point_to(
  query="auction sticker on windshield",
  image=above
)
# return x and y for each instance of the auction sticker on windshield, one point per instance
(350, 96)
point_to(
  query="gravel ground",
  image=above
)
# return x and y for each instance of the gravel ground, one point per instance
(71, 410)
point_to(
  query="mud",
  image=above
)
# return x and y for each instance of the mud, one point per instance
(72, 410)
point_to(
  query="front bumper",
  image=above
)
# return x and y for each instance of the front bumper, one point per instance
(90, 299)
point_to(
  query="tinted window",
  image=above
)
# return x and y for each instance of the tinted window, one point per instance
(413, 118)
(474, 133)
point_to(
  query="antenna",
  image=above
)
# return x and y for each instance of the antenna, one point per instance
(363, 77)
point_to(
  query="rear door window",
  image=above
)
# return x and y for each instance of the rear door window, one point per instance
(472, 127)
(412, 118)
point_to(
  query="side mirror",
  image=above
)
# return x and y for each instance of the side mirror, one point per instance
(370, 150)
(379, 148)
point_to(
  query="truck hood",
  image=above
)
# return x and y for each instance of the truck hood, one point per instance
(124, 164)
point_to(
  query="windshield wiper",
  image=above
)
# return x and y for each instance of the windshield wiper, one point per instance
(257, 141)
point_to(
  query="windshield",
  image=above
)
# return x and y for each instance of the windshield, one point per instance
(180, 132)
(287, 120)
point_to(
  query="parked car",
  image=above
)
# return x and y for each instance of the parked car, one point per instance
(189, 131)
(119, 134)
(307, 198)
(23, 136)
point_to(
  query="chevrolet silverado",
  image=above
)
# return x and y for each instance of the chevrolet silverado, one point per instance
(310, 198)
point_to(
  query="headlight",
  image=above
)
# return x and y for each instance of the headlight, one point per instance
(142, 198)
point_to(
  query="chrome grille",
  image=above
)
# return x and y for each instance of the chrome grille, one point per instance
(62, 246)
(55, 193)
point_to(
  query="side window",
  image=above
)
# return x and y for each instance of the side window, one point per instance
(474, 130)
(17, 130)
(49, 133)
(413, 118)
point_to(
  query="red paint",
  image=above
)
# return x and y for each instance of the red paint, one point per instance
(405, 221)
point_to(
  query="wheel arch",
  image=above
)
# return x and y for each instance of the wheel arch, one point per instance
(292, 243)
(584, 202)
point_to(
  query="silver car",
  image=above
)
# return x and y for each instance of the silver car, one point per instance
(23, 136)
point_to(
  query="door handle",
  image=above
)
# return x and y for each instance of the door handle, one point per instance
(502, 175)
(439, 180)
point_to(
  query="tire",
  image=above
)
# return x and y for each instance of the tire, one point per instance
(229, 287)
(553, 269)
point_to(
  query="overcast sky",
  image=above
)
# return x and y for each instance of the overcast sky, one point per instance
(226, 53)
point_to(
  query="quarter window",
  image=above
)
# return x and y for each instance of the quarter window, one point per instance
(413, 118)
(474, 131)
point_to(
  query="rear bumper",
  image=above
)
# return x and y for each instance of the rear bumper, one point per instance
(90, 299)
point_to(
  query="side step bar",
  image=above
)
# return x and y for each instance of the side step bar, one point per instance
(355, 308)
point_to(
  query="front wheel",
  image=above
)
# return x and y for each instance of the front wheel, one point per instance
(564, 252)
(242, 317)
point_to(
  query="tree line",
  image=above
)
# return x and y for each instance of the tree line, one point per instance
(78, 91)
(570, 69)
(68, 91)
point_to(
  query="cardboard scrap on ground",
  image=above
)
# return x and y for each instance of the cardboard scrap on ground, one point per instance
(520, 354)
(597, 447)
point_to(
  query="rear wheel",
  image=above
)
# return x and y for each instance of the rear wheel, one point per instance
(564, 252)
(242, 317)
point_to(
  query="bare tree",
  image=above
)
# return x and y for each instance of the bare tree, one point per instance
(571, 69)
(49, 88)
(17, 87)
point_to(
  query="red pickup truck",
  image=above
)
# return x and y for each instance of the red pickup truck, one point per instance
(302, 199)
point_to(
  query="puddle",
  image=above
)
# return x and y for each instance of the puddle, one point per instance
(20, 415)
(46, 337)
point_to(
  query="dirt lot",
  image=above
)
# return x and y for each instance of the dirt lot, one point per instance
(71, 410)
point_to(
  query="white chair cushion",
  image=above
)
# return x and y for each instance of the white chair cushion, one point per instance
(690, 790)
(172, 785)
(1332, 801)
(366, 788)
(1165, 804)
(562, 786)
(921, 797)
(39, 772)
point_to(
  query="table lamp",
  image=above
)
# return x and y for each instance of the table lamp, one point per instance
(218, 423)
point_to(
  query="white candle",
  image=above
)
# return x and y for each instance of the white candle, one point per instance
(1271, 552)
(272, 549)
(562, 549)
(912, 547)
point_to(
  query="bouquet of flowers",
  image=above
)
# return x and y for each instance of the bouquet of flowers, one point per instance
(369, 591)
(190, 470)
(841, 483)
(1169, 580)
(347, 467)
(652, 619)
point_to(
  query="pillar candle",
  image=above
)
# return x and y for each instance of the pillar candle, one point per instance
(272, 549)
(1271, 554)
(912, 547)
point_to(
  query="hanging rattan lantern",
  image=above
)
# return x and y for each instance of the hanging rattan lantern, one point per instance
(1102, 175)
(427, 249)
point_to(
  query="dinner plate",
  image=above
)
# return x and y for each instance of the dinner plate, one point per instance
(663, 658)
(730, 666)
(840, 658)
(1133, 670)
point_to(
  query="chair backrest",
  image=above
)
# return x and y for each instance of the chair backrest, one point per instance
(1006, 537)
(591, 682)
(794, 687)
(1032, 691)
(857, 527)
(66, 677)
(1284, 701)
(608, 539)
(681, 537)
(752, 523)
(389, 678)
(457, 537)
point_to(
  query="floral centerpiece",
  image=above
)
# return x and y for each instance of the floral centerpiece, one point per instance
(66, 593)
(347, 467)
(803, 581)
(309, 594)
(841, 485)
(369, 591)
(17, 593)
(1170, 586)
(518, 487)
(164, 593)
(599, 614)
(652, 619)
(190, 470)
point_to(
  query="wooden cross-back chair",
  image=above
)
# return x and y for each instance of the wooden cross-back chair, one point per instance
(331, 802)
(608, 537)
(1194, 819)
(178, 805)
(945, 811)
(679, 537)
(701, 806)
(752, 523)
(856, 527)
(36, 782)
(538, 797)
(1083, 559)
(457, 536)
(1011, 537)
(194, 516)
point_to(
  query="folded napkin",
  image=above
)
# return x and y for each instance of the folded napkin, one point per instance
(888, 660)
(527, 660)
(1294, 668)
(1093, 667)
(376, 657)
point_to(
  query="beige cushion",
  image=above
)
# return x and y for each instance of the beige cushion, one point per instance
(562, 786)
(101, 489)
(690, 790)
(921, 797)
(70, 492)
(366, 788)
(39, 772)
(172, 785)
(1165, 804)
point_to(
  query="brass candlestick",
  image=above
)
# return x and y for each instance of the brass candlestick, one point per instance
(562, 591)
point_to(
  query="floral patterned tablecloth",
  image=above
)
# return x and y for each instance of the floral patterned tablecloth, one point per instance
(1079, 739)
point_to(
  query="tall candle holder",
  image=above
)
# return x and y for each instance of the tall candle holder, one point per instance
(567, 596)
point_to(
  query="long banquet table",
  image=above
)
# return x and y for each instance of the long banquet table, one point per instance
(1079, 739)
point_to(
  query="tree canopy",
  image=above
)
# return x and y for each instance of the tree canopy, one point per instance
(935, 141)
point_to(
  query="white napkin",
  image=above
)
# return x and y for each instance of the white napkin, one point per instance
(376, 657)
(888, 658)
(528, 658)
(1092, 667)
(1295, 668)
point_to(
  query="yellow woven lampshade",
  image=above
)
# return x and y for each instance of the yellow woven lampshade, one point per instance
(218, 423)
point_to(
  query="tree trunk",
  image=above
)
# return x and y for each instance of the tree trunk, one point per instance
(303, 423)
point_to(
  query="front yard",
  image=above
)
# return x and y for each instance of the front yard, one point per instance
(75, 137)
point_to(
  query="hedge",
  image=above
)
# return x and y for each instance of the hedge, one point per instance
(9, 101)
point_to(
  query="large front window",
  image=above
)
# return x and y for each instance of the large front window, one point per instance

· · · ·

* PROBLEM
Your task is to copy each line from the material above that includes the word "large".

* RESPONSE TO THE TASK
  query="large front window",
# return x and y for each instance of the large front window, one point per instance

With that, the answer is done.